▸ What you will do:
Present the material from the line containing "of the round" through the line containing "column 341, row 241" as a two-column CSV with the headers text and response. Each row should pair one text with the coordinates that follow it, with every field in quotation marks and line breaks replaced by spaces.

▸ Records:
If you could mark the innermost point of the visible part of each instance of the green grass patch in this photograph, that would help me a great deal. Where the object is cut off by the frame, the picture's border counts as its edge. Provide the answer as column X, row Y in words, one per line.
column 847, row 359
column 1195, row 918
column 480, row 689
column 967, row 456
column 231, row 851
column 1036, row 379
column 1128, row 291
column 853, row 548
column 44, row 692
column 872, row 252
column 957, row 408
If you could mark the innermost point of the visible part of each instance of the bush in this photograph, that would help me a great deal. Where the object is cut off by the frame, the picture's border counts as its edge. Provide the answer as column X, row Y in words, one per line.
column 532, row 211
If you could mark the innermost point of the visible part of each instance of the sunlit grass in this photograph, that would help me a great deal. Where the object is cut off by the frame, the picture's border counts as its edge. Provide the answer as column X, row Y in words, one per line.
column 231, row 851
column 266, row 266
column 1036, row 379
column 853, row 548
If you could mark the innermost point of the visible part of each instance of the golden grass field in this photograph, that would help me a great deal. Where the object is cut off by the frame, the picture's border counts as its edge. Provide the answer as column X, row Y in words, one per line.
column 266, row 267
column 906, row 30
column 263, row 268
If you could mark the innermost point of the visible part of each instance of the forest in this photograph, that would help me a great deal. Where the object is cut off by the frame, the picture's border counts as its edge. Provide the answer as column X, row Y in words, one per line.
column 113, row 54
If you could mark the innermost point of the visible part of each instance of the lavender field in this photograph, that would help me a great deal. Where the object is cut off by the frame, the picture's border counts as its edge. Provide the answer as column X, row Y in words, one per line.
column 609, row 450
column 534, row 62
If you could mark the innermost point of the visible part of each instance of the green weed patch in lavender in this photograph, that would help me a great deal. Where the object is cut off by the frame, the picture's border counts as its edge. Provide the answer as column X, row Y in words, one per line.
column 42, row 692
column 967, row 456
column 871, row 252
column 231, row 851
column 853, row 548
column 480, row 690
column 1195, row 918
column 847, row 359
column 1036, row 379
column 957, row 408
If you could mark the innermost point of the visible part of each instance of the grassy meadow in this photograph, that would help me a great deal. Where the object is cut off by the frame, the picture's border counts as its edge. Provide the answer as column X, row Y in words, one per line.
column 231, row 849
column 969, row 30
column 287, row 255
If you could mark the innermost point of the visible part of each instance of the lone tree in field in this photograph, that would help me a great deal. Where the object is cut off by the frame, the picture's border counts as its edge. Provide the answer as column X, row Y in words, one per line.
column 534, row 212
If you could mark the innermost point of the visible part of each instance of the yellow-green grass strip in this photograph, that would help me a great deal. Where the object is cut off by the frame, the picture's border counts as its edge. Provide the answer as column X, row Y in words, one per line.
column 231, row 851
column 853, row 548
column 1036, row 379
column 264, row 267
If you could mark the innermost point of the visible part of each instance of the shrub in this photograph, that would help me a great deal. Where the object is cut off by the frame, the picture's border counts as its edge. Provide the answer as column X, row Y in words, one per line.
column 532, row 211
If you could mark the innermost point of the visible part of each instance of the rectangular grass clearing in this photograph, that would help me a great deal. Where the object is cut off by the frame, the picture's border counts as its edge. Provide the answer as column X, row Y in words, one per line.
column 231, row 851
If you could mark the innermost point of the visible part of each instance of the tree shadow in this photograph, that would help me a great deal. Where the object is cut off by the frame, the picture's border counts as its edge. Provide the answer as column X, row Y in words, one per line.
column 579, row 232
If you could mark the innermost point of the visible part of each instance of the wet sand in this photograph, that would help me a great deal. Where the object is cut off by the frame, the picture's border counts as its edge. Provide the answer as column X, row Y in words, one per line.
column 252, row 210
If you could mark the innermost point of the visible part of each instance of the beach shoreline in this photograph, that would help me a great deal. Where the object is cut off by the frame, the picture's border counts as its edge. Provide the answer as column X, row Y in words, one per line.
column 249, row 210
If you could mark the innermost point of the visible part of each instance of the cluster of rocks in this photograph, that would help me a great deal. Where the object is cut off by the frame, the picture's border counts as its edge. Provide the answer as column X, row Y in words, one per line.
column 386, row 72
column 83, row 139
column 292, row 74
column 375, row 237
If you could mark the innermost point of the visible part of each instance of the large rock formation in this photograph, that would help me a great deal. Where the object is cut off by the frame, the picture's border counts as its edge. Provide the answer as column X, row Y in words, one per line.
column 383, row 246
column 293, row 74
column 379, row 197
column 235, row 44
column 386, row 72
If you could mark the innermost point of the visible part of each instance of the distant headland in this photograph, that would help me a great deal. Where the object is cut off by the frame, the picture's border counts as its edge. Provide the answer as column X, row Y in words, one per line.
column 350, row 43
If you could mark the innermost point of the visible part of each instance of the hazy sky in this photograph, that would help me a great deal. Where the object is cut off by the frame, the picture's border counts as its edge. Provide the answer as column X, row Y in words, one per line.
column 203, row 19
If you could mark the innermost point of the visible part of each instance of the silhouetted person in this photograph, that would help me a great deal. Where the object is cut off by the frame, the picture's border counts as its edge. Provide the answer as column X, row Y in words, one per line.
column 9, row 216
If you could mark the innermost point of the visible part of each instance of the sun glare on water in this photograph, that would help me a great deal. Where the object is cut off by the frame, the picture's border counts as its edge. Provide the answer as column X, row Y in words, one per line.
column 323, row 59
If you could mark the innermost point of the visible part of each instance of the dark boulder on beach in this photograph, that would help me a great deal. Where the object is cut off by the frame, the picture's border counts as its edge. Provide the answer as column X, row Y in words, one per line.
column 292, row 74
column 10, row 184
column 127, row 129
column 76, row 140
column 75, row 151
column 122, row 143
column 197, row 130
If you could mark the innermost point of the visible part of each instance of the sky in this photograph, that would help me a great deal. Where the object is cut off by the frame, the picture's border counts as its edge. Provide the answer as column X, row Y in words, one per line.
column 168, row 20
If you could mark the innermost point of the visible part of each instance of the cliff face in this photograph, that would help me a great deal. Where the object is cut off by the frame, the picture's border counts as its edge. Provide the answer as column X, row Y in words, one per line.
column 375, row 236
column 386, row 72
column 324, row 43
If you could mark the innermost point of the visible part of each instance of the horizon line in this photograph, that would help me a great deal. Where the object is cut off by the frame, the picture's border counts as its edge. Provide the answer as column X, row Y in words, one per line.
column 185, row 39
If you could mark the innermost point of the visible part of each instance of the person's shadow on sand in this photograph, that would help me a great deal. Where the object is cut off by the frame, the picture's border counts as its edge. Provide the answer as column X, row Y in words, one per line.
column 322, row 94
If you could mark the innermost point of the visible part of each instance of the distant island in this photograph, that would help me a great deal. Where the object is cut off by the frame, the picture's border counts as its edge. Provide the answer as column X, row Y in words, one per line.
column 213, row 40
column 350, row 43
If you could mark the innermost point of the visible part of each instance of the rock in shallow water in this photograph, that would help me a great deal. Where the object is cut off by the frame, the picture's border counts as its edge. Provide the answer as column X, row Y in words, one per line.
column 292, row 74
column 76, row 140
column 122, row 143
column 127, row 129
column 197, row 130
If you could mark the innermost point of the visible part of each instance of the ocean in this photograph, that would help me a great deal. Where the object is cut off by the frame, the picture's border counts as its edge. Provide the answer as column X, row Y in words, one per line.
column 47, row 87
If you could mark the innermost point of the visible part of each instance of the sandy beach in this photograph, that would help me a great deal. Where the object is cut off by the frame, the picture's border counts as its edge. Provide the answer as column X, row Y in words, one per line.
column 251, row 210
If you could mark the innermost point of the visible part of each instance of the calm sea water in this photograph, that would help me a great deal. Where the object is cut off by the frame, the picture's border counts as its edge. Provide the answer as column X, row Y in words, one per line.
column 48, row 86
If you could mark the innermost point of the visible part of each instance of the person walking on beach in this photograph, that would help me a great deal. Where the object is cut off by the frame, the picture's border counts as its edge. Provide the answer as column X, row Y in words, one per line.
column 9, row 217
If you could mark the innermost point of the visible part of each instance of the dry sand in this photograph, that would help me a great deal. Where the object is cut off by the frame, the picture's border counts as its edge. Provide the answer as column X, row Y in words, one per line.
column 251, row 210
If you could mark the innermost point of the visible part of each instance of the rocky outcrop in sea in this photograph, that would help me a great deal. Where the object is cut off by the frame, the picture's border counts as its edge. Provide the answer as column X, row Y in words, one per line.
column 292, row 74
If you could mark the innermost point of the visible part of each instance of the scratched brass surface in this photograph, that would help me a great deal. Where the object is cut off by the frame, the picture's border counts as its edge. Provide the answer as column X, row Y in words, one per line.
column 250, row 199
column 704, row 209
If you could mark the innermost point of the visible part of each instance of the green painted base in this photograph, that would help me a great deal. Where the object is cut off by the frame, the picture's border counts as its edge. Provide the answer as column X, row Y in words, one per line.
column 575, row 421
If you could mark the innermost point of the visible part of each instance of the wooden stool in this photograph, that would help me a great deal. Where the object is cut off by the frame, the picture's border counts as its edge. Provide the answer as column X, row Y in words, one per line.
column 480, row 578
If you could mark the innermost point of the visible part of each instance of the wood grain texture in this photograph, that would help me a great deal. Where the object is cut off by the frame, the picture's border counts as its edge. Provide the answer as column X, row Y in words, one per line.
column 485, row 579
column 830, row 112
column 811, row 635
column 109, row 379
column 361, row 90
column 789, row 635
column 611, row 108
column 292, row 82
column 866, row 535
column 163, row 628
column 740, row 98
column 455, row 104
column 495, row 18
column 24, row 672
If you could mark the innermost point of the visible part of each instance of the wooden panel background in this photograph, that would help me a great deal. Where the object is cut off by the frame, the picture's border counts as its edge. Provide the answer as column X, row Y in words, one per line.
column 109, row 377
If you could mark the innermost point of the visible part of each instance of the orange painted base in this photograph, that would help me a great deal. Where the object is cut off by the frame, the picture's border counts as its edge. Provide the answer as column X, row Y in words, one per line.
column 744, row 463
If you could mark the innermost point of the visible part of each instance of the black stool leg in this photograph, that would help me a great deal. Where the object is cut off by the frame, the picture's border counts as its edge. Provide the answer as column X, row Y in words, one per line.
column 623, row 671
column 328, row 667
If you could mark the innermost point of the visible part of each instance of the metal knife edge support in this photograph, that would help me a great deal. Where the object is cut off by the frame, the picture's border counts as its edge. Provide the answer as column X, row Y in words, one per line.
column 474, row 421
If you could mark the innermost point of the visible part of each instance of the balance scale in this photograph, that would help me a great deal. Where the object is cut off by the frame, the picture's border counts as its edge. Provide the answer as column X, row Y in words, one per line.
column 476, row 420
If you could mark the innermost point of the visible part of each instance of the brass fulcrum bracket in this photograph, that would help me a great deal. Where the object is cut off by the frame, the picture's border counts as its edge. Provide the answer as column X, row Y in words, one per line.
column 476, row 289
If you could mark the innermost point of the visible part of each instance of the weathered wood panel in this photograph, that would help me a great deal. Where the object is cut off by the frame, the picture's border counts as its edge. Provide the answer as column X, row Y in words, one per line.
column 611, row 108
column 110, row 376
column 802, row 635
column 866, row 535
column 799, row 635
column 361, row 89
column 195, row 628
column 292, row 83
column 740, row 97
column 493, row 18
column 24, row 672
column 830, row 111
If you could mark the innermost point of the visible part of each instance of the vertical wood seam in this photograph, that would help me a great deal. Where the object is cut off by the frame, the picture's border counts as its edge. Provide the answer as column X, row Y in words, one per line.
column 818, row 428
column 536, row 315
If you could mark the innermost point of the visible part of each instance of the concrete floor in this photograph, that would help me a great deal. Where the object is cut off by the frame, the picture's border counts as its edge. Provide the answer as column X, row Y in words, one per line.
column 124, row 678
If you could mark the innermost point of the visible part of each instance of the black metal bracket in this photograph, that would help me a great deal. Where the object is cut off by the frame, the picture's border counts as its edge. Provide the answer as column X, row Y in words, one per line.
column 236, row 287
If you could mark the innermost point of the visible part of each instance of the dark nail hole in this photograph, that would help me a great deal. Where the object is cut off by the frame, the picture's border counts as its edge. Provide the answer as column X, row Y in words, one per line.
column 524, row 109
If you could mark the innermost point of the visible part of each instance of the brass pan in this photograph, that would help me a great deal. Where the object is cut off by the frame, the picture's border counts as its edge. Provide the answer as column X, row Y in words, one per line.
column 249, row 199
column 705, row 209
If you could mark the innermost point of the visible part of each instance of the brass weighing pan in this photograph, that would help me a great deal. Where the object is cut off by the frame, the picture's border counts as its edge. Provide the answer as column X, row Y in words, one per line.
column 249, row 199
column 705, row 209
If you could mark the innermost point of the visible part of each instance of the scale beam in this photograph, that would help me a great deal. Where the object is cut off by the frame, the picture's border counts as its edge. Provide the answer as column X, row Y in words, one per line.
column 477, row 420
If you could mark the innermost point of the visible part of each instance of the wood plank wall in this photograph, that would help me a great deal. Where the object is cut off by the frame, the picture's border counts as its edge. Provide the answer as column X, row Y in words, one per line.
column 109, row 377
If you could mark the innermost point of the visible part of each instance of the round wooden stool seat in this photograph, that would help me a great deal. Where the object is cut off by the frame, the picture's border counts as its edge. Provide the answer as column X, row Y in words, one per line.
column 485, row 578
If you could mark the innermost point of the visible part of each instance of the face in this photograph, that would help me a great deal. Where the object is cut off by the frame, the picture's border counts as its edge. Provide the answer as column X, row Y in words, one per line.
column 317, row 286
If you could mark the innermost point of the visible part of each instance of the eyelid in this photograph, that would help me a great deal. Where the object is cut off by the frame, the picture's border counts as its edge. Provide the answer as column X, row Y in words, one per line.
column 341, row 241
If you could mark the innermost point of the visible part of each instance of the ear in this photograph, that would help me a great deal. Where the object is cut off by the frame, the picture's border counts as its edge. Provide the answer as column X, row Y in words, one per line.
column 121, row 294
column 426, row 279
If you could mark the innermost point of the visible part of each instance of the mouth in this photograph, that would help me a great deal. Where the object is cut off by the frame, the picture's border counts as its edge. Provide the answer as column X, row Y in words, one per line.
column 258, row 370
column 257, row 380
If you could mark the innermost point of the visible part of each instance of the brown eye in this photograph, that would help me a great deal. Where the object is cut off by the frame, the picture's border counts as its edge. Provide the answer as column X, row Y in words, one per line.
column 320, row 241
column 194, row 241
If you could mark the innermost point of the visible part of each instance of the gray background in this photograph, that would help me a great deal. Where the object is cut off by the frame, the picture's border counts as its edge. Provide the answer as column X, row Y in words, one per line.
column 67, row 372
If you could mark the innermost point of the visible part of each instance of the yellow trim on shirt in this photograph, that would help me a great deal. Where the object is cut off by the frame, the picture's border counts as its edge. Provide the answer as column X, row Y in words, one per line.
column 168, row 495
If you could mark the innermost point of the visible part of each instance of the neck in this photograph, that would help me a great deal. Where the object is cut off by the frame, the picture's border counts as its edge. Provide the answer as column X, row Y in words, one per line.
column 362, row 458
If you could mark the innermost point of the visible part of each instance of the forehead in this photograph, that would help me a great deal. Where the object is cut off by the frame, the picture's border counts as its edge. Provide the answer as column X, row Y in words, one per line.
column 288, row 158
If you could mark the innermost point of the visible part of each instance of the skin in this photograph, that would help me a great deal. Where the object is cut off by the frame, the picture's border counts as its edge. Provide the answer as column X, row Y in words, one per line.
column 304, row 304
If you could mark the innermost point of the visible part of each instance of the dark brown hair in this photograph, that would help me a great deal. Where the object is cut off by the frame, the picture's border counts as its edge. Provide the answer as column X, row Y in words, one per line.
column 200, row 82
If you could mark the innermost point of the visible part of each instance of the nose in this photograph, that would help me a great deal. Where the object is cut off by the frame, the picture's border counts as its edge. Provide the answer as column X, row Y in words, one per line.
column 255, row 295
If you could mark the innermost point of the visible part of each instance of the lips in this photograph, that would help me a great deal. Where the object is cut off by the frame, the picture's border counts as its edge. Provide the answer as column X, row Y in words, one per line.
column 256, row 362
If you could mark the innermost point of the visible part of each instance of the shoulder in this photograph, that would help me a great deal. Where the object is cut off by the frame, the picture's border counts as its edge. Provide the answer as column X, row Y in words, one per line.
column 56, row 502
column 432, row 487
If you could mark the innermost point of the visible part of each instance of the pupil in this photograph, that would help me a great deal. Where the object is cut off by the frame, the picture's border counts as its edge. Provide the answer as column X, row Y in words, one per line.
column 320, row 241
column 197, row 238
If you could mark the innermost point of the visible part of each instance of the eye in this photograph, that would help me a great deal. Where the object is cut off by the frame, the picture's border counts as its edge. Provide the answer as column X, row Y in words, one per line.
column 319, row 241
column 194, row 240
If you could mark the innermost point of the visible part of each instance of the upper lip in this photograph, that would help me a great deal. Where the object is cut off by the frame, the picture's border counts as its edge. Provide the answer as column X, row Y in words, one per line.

▸ Answer to the task:
text,response
"If you could mark the innermost point of the visible part of each instance of the round wooden stool seat in this photograph, that would help me a great deal. Where the object is cut off by the frame, the picture's border counts as its edge. Provide the answer as column X, row Y in words, one per line.","column 485, row 578"
"If you could mark the innermost point of the visible part of each instance of the face in this photograph, that would help me a great deal. Where the object is cut off by the frame, the picture's border counts as its edge. Provide the answer as column X, row Y in words, one per line.","column 317, row 286"
"If you could mark the innermost point of the visible part of each instance of the eyelid in this photograph, that would help me a great deal. Where the object is cut off by the frame, the picture's border counts as its edge. Provide the answer as column X, row Y in words, one per line.","column 341, row 241"